Counting only lines of the listing below that hold the word "query", give the total and nothing else.

** Task data follows **

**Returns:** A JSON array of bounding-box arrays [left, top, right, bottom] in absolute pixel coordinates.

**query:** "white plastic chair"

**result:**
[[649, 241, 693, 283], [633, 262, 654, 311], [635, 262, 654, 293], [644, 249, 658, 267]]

** End of Task data **
** Task data follows **

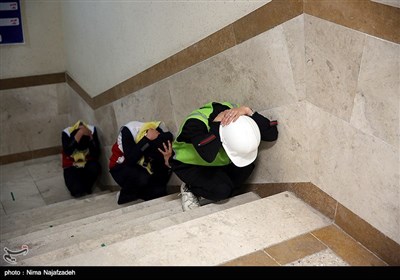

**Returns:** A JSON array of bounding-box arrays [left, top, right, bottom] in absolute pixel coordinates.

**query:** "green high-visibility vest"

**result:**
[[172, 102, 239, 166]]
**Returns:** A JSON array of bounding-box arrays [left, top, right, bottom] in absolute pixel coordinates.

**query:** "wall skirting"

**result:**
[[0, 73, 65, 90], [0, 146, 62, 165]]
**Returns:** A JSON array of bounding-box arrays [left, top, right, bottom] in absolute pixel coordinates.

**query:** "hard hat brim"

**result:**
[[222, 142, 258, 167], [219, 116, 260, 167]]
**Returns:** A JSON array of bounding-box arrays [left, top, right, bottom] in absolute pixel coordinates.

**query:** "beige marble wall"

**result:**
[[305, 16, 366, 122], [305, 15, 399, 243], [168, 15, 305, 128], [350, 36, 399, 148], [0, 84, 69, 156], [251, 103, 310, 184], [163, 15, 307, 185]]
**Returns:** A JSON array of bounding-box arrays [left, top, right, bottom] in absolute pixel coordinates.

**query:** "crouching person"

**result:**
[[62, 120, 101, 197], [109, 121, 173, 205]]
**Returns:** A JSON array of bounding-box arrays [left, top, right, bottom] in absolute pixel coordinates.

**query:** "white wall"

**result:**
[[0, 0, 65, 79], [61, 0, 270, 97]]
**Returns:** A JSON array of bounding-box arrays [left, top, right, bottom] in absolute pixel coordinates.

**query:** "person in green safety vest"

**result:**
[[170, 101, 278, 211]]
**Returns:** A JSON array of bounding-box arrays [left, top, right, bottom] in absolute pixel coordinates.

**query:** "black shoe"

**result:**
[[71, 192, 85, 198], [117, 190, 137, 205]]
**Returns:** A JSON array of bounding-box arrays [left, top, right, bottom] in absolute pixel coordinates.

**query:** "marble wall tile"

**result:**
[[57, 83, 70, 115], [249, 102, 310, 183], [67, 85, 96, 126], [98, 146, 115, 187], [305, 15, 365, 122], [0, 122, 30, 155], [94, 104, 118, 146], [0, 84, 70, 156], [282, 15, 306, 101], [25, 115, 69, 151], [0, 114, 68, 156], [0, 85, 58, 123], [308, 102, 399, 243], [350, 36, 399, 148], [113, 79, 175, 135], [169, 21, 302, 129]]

** End of Task data **

(Exercise output) 10